And this preacher of a
supernal God never ceased to proclaim this God of love.
"I dwell in the high and holy place, also with him who is of
a contrite and humble spirit." And still further words of
comfort did this great teacher speak to his contemporaries:
"And the Lord will guide you continually and satisfy your
soul. You shall be like a watered garden and like a spring
whose waters fail not. And if the enemy shall come in like a
flood, the spirit of the Lord will lift up a defense against
him." And once again did the fear-destroying gospel of
Melchizedek and the trust-breeding religion of Salem shine
forth for the blessing of mankind.
The farseeing and
courageous Isaiah effectively eclipsed the nationalistic
Yahweh by his sublime portraiture of the majesty and
universal omnipotence of the supreme Yahweh, God of love,
ruler of the universe, and affectionate Father of all
mankind. Ever since those eventful days the highest God
concept in the Occident has embraced universal justice,
divine mercy, and eternal righteousness. In superb language
and with matchless grace this great teacher portrayed the
all-powerful Creator as the all-loving Father.
This prophet of the
captivity preached to his people and to those of many
nations as they listened by the river in Babylon. And this
second Isaiah did much to counteract the many wrong and
racially egoistic concepts of the mission of the promised
Messiah. But in this effort he was not wholly successful.

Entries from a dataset
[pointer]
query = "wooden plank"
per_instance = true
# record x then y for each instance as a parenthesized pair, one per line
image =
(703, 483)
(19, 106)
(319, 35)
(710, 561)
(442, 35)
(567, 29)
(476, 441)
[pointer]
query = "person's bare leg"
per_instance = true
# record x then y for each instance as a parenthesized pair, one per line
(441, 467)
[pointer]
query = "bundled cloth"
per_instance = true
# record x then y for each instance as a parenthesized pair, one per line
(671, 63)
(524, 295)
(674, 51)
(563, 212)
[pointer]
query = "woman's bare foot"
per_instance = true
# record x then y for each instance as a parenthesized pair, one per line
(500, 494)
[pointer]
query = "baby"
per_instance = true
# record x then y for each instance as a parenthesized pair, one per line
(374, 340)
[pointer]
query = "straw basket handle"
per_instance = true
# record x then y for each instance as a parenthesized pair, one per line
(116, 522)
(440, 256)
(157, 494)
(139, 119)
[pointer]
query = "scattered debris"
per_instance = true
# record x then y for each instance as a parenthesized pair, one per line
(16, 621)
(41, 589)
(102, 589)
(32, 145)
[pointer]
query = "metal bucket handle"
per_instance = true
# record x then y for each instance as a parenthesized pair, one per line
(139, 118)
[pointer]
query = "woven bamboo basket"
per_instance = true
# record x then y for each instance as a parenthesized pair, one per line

### Given instruction
Transcribe the portion of the passage about Isaiah starting with "And this preacher" and going on through "blessing of mankind.".

### Answer to this exercise
And this preacher of a
supernal God never ceased to proclaim this God of love.
"I dwell in the high and holy place, also with him who is of
a contrite and humble spirit." And still further words of
comfort did this great teacher speak to his contemporaries:
"And the Lord will guide you continually and satisfy your
soul. You shall be like a watered garden and like a spring
whose waters fail not. And if the enemy shall come in like a
flood, the spirit of the Lord will lift up a defense against
him." And once again did the fear-destroying gospel of
Melchizedek and the trust-breeding religion of Salem shine
forth for the blessing of mankind.